- Extracted records
--*--

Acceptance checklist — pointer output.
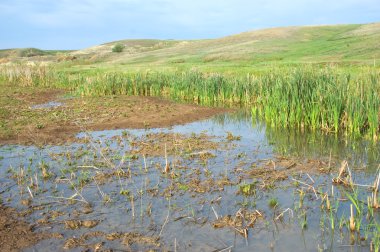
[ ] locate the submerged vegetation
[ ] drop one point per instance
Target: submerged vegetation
(328, 99)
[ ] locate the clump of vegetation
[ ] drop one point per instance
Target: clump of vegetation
(118, 48)
(326, 99)
(30, 52)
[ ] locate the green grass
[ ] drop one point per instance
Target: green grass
(329, 98)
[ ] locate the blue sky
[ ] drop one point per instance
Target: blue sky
(75, 24)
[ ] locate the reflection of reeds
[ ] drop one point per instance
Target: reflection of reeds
(375, 204)
(327, 99)
(344, 177)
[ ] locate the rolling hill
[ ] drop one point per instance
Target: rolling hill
(355, 43)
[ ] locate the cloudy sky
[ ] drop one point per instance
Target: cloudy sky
(75, 24)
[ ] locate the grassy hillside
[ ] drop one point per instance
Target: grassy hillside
(332, 44)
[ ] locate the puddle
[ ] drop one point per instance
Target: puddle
(48, 105)
(206, 201)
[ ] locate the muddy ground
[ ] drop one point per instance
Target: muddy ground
(16, 234)
(22, 122)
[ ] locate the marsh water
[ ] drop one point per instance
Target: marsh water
(129, 191)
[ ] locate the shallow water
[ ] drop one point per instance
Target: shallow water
(172, 207)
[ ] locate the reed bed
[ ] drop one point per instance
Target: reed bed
(326, 99)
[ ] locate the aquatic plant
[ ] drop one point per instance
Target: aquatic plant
(317, 98)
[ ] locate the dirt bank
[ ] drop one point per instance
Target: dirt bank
(22, 123)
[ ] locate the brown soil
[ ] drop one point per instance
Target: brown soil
(16, 234)
(59, 125)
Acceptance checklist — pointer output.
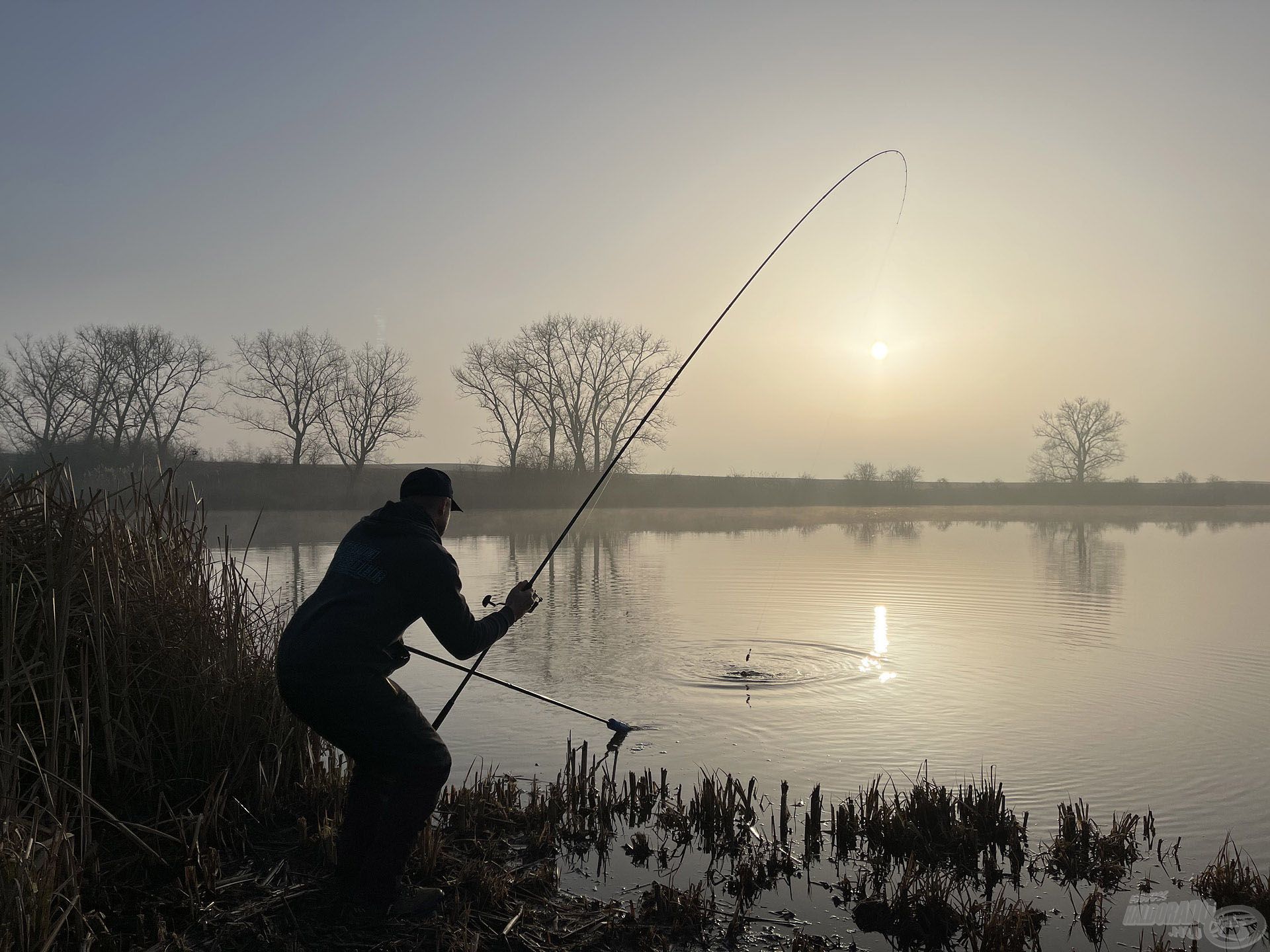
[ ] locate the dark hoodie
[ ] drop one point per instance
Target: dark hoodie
(389, 571)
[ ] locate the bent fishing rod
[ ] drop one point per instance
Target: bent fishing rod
(657, 403)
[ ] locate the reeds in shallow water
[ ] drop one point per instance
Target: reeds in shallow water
(155, 793)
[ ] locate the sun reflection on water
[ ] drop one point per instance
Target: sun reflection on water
(882, 641)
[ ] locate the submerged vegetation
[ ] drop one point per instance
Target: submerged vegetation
(155, 793)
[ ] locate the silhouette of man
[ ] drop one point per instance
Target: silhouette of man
(333, 668)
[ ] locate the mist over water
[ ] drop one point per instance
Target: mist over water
(1123, 664)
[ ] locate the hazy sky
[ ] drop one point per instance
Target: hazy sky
(1087, 206)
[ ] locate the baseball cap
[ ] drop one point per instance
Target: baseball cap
(429, 483)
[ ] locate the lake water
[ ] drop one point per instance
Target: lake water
(1123, 663)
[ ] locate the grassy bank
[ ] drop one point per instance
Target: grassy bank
(155, 793)
(225, 485)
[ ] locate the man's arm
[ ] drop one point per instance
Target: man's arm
(446, 614)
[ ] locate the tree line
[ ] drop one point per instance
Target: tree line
(563, 394)
(126, 391)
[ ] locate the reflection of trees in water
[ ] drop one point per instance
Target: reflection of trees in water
(869, 532)
(1086, 567)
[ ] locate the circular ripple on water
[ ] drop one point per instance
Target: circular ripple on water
(775, 664)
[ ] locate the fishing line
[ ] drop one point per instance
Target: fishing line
(666, 390)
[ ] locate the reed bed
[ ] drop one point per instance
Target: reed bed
(1081, 851)
(1232, 879)
(142, 727)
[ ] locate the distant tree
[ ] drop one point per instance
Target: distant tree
(41, 409)
(291, 380)
(581, 385)
(497, 376)
(143, 386)
(172, 386)
(372, 405)
(905, 476)
(540, 346)
(864, 473)
(1079, 442)
(609, 375)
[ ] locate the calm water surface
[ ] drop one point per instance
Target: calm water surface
(1124, 664)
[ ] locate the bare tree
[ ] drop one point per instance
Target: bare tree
(497, 376)
(372, 405)
(1080, 442)
(607, 377)
(642, 366)
(905, 476)
(41, 409)
(540, 346)
(581, 385)
(864, 473)
(103, 357)
(172, 386)
(291, 379)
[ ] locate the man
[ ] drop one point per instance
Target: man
(333, 664)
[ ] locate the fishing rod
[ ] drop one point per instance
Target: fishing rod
(611, 723)
(666, 390)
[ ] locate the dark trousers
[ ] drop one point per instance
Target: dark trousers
(400, 766)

--*--

A word-for-word copy of the lines above from the one with "Target: sun reflection on water" through the one with "[ ] locate the lake water", inclusive, is the only output wanted.

- Answer space
Target: sun reflection on water
(882, 641)
[ ] locate the submerged vegetation
[ ] drop one point per instance
Target: submerged vegetation
(155, 793)
[ ] locate the silhouette of man
[ ] drop one point per instance
Target: silhouette of man
(333, 668)
[ ] locate the mist over water
[ ] drop one point per instance
Target: mist over water
(1123, 664)
[ ] locate the hazy sky
[ ] drop one point per instance
Target: hazy sky
(1087, 206)
[ ] locate the baseball cap
[ ] drop one point per instance
Target: baseball cap
(429, 483)
[ ] locate the lake water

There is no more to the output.